[start of Data entries]

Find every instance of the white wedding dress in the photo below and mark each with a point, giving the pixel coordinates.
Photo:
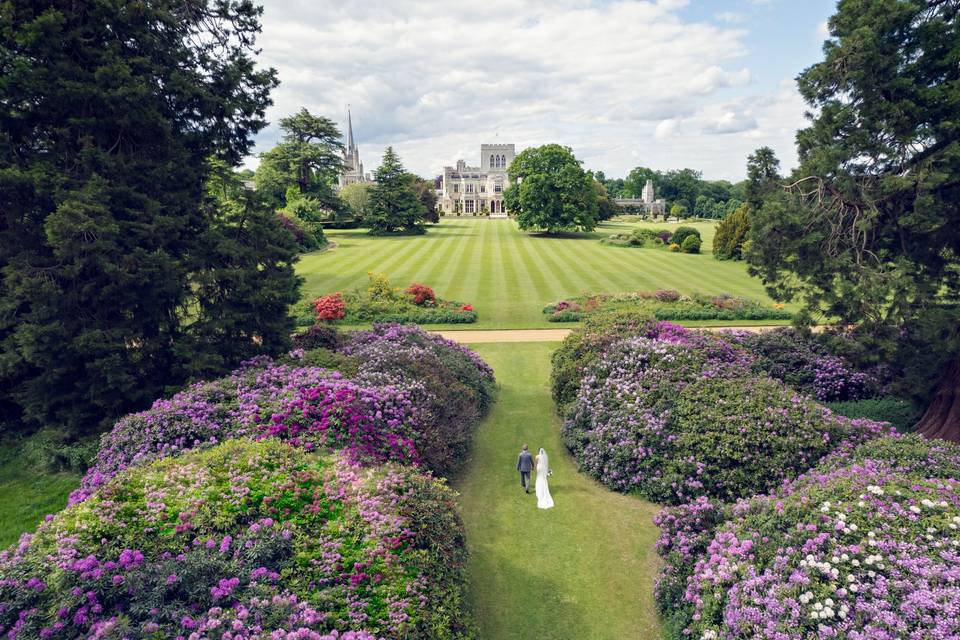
(544, 500)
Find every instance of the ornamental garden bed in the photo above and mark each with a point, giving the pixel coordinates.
(788, 520)
(293, 498)
(681, 239)
(379, 301)
(665, 304)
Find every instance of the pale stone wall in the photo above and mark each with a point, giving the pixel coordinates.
(472, 191)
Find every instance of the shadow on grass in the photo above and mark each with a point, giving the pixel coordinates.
(549, 612)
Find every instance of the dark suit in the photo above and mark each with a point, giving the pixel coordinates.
(525, 466)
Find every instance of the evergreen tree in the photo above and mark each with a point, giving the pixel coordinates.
(763, 175)
(107, 238)
(550, 191)
(394, 205)
(731, 234)
(308, 157)
(427, 193)
(868, 231)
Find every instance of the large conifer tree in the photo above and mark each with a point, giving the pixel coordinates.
(114, 263)
(867, 231)
(394, 205)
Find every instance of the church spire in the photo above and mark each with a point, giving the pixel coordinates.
(349, 131)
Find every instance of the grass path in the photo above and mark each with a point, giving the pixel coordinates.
(509, 276)
(584, 569)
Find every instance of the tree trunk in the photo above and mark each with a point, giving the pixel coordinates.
(942, 418)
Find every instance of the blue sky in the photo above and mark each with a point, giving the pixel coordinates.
(659, 83)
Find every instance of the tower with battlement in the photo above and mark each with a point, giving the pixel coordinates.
(477, 191)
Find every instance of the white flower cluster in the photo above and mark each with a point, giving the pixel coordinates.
(824, 567)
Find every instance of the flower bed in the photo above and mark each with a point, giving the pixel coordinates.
(658, 238)
(381, 302)
(450, 385)
(866, 545)
(807, 364)
(244, 540)
(386, 413)
(664, 305)
(672, 417)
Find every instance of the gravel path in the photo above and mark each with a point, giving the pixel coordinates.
(550, 335)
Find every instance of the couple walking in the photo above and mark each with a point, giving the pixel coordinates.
(527, 463)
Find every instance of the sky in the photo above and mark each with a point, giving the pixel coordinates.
(665, 84)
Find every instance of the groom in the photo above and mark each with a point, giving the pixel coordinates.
(525, 466)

[end of Data entries]

Rewrite all of the data above with "x and y coordinates" in place of every "pixel coordinates" and nothing else changed. Leave the pictures out of your answer.

Find every instance of the white wedding dress in the photo below and mark each with a point, giving the x and y coordinates.
Photo:
(544, 500)
Find every instance of the ornamental garden bed in the photo above and mark each with a point, giving the x and y coordinates.
(788, 520)
(293, 498)
(681, 239)
(379, 301)
(665, 304)
Find every instance of the pale stone wall in the photo above and mark each with a point, giving the x and y coordinates.
(472, 191)
Find every instance of the shadow on grass in the photo above and mark each with a point, giving the x and y coordinates.
(549, 612)
Find every instance of the dark suit in the photo above and mark each with a point, giving the x and y coordinates.
(525, 466)
Find every instance of the evergreen tree in the photo above and mark each with a point, giving the x and y coordinates.
(763, 175)
(107, 238)
(550, 191)
(394, 205)
(731, 234)
(308, 157)
(427, 193)
(868, 231)
Find every instance of the large conifer tree in the photo above and mark each with a point, giving the x and y coordinates.
(114, 263)
(867, 231)
(394, 205)
Find every instance of the church spire in the photo above and mark each with a point, giving the x and y coordinates.
(349, 131)
Find every instance of the grass path in the photo above and mark each with a point, giving the x and y coordinates.
(509, 276)
(584, 569)
Find every instance of the tree trunk in the photo above and mark each with a point, giving the x and y coordinates.
(942, 418)
Find every instance of the blue sky in the photo above and mark each with a point, giving the x and y coordinates.
(659, 83)
Find every instance of the tower with battlement in the photo above and mark each with a point, giving the x and y coordinates.
(477, 191)
Find every instance of the white flower cluster in the photo above and mark each with a point, giving the x and y coordinates.
(824, 567)
Find every instance of the flower bed in the photo above and mark each with a point, giving the x and y coordinates.
(658, 238)
(381, 302)
(450, 385)
(866, 545)
(807, 364)
(244, 540)
(386, 413)
(664, 305)
(672, 417)
Find every instance of the gravel path in the photo above and mark each with a point, giving the x and y coordinates.
(550, 335)
Find every instance of the couple walking in the photo above and mark each with a point, giving the x and y coordinates.
(527, 463)
Find every instance of the sky in the photo above and mark each with a point, giving the x and y coordinates.
(665, 84)
Find every instance of the groom in the photo above and mark each with a point, giving the x and y coordinates.
(525, 466)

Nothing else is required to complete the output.